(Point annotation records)
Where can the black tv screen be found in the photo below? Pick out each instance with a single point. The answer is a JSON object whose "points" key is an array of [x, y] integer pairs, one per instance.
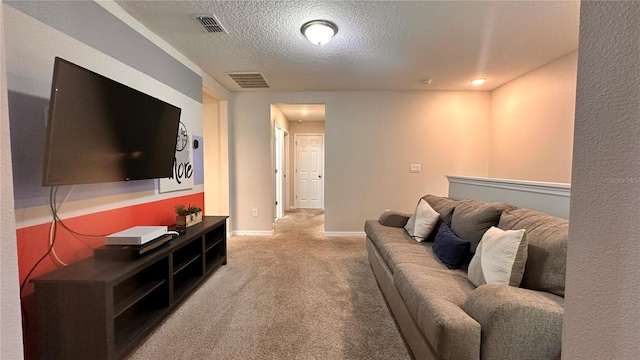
{"points": [[100, 130]]}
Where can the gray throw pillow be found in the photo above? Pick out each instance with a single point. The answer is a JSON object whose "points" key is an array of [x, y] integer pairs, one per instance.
{"points": [[472, 218], [444, 206]]}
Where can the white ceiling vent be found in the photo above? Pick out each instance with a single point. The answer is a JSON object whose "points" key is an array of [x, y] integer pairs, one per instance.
{"points": [[209, 23], [249, 80]]}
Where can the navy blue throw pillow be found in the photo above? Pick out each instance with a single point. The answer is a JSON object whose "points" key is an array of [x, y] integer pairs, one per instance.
{"points": [[450, 249]]}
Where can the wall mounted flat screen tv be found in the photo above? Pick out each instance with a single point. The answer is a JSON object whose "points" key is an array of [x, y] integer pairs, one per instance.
{"points": [[100, 130]]}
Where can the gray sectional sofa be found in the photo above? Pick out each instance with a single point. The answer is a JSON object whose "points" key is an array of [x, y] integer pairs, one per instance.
{"points": [[442, 315]]}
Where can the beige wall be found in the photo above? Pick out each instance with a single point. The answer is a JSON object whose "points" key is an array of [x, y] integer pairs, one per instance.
{"points": [[602, 303], [11, 324], [278, 118], [211, 151], [216, 155], [532, 124], [308, 127], [370, 140]]}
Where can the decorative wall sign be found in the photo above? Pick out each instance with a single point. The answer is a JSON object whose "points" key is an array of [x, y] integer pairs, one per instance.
{"points": [[182, 177]]}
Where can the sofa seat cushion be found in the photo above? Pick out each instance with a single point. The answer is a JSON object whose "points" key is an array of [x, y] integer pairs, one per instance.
{"points": [[418, 254], [434, 298], [547, 252]]}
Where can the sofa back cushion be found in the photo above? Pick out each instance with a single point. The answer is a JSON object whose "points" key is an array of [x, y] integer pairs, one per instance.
{"points": [[472, 218], [547, 253], [444, 206]]}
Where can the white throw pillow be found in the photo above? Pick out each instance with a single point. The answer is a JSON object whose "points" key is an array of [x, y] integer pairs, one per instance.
{"points": [[500, 258], [422, 222]]}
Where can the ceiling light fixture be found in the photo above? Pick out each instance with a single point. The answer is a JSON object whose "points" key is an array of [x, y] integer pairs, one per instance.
{"points": [[319, 32]]}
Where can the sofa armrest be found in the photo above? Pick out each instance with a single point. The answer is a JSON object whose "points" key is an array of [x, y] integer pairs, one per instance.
{"points": [[517, 323], [394, 219]]}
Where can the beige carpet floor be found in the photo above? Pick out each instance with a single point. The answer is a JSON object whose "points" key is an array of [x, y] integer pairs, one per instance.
{"points": [[294, 295]]}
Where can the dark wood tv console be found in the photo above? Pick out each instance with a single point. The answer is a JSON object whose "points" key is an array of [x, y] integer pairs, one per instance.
{"points": [[97, 309]]}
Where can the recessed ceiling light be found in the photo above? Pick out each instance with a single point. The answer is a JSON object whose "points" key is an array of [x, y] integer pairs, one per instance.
{"points": [[319, 32]]}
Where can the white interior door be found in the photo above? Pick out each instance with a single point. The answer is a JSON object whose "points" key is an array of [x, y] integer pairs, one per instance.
{"points": [[309, 171], [279, 173]]}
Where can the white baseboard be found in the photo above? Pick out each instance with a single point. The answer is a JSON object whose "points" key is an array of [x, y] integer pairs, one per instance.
{"points": [[252, 233], [344, 233]]}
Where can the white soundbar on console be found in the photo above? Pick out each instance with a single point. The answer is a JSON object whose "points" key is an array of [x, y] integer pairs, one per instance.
{"points": [[136, 235]]}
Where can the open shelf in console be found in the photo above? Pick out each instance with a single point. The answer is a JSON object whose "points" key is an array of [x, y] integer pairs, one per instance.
{"points": [[103, 309], [151, 282], [215, 248]]}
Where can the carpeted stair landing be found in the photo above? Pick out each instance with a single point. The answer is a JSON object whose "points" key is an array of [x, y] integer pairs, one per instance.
{"points": [[294, 295]]}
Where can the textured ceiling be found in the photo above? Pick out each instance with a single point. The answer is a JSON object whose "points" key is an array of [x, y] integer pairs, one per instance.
{"points": [[380, 45], [294, 112]]}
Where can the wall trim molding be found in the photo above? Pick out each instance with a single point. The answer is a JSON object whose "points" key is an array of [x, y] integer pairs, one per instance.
{"points": [[252, 233], [547, 197], [344, 233], [536, 187]]}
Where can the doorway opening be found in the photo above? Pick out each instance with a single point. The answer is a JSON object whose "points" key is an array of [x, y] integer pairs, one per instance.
{"points": [[298, 158]]}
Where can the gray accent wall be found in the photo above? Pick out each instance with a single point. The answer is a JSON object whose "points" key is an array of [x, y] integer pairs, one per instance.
{"points": [[90, 23]]}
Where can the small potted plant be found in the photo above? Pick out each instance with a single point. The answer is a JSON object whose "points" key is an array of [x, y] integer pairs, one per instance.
{"points": [[187, 215]]}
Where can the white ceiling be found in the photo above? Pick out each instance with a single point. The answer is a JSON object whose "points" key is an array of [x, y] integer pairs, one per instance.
{"points": [[380, 45], [293, 112]]}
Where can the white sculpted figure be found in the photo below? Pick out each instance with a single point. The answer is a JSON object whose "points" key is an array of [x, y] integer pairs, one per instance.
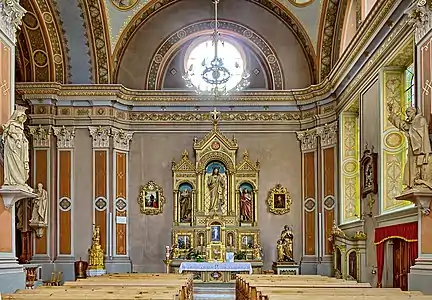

**Directions for this task**
Find every line in the material above that contains the word "wood" and copy each of those lines.

**Exercise output**
Where can the dark wood tv console be found in the photo above? Pick out each instance with a single point. The answer is a JSON object whose "points" key is an array of [x, y] integer pairs, one per instance.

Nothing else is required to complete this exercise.